-------- RECORDS FOR PROCESSING --------
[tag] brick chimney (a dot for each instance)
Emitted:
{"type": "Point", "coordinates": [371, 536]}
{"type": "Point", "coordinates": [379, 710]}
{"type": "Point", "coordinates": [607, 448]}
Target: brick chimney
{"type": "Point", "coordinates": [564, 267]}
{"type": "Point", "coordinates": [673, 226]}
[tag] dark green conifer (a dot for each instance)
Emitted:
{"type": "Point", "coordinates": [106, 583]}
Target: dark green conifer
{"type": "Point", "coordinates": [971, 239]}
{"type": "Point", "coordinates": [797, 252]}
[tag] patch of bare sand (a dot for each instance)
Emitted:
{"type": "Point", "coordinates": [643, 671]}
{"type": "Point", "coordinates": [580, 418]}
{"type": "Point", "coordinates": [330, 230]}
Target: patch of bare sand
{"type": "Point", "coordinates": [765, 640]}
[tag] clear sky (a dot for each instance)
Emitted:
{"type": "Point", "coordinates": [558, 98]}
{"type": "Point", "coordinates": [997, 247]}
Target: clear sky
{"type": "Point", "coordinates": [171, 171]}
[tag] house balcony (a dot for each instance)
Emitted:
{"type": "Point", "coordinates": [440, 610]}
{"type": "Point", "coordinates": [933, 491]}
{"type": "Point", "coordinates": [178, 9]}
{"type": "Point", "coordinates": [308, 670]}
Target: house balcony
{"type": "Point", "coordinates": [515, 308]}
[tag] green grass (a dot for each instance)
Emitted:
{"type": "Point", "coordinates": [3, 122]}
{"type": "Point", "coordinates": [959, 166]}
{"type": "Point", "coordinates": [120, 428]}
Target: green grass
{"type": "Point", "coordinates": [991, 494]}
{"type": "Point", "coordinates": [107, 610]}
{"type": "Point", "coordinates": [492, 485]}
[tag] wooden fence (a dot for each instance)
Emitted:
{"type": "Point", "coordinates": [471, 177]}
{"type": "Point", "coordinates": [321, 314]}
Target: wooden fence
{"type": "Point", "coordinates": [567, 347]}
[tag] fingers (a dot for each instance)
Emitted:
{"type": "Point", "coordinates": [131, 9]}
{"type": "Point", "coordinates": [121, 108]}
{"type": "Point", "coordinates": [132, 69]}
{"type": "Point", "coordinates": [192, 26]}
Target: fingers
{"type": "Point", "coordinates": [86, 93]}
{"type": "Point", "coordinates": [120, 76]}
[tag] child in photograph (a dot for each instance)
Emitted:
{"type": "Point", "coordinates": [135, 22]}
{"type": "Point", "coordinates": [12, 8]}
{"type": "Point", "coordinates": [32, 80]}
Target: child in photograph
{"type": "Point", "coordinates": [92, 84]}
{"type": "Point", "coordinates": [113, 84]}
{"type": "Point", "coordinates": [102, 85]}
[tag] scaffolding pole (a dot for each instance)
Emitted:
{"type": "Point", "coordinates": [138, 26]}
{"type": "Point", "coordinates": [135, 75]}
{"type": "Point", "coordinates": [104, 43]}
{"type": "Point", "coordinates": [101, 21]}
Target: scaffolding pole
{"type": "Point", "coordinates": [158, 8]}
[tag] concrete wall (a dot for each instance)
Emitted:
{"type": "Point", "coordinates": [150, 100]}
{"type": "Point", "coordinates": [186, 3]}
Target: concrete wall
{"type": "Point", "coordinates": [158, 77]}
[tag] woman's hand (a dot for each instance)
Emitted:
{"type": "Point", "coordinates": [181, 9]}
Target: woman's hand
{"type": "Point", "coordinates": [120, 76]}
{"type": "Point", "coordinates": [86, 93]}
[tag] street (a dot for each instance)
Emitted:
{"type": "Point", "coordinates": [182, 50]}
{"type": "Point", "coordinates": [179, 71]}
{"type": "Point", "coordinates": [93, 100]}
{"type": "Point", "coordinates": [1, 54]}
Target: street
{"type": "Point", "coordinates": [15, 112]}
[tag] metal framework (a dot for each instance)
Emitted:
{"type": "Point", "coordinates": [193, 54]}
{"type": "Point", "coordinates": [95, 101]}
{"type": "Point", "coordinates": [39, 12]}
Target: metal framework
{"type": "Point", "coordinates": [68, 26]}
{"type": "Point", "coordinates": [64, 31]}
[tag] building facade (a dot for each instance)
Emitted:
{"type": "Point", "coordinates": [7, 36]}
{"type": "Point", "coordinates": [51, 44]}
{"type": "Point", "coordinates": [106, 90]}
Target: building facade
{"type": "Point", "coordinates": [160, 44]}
--------
Reproduce the material precisely, including every line.

THE RESULT —
[tag] brick chimney (a dot for each instance)
Emitted:
{"type": "Point", "coordinates": [371, 536]}
{"type": "Point", "coordinates": [379, 710]}
{"type": "Point", "coordinates": [607, 448]}
Target: brick chimney
{"type": "Point", "coordinates": [564, 267]}
{"type": "Point", "coordinates": [673, 226]}
[tag] dark green conifer (a dot for each instance)
Emitted:
{"type": "Point", "coordinates": [106, 583]}
Target: dark green conifer
{"type": "Point", "coordinates": [971, 239]}
{"type": "Point", "coordinates": [797, 252]}
[tag] patch of bare sand (a dot for each instance)
Emitted:
{"type": "Point", "coordinates": [643, 671]}
{"type": "Point", "coordinates": [580, 418]}
{"type": "Point", "coordinates": [330, 230]}
Target: patch of bare sand
{"type": "Point", "coordinates": [765, 640]}
[tag] clear sky (a dot for each instance)
Emitted:
{"type": "Point", "coordinates": [558, 98]}
{"type": "Point", "coordinates": [997, 247]}
Target: clear sky
{"type": "Point", "coordinates": [171, 171]}
[tag] house balcony (a dot for each instance)
Emitted:
{"type": "Point", "coordinates": [440, 610]}
{"type": "Point", "coordinates": [933, 491]}
{"type": "Point", "coordinates": [178, 9]}
{"type": "Point", "coordinates": [308, 670]}
Target: house balcony
{"type": "Point", "coordinates": [515, 308]}
[tag] green grass (a dot for each instance)
Emitted:
{"type": "Point", "coordinates": [3, 122]}
{"type": "Point", "coordinates": [959, 166]}
{"type": "Point", "coordinates": [120, 428]}
Target: green grass
{"type": "Point", "coordinates": [991, 494]}
{"type": "Point", "coordinates": [107, 610]}
{"type": "Point", "coordinates": [492, 485]}
[tag] wooden fence (a dot for each instance)
Emitted:
{"type": "Point", "coordinates": [471, 177]}
{"type": "Point", "coordinates": [321, 314]}
Target: wooden fence
{"type": "Point", "coordinates": [567, 347]}
[tag] fingers (a dot for each instance)
Emitted:
{"type": "Point", "coordinates": [131, 9]}
{"type": "Point", "coordinates": [121, 108]}
{"type": "Point", "coordinates": [132, 69]}
{"type": "Point", "coordinates": [192, 26]}
Target: fingers
{"type": "Point", "coordinates": [86, 93]}
{"type": "Point", "coordinates": [120, 76]}
[tag] child in photograph (a dot for each instance)
Emitted:
{"type": "Point", "coordinates": [135, 22]}
{"type": "Point", "coordinates": [12, 8]}
{"type": "Point", "coordinates": [32, 80]}
Target: child in photograph
{"type": "Point", "coordinates": [92, 84]}
{"type": "Point", "coordinates": [113, 84]}
{"type": "Point", "coordinates": [102, 85]}
[tag] scaffolding pole (a dot for each instance)
Emitted:
{"type": "Point", "coordinates": [138, 26]}
{"type": "Point", "coordinates": [135, 75]}
{"type": "Point", "coordinates": [104, 43]}
{"type": "Point", "coordinates": [101, 21]}
Target: scaffolding pole
{"type": "Point", "coordinates": [158, 8]}
[tag] concrete wall (a dot for each instance)
Emitted:
{"type": "Point", "coordinates": [150, 100]}
{"type": "Point", "coordinates": [186, 3]}
Target: concrete wall
{"type": "Point", "coordinates": [158, 77]}
[tag] woman's hand (a dot for each instance)
Emitted:
{"type": "Point", "coordinates": [181, 9]}
Target: woman's hand
{"type": "Point", "coordinates": [120, 76]}
{"type": "Point", "coordinates": [86, 93]}
[tag] street (a dot for each instance)
Emitted:
{"type": "Point", "coordinates": [182, 50]}
{"type": "Point", "coordinates": [179, 71]}
{"type": "Point", "coordinates": [93, 100]}
{"type": "Point", "coordinates": [1, 54]}
Target: street
{"type": "Point", "coordinates": [15, 112]}
[tag] metal framework (a dot for each instance)
Emitted:
{"type": "Point", "coordinates": [193, 54]}
{"type": "Point", "coordinates": [95, 101]}
{"type": "Point", "coordinates": [39, 12]}
Target: metal framework
{"type": "Point", "coordinates": [68, 26]}
{"type": "Point", "coordinates": [64, 31]}
[tag] building facade (a dot for each instance)
Emitted:
{"type": "Point", "coordinates": [7, 36]}
{"type": "Point", "coordinates": [51, 44]}
{"type": "Point", "coordinates": [106, 90]}
Target: building facade
{"type": "Point", "coordinates": [160, 44]}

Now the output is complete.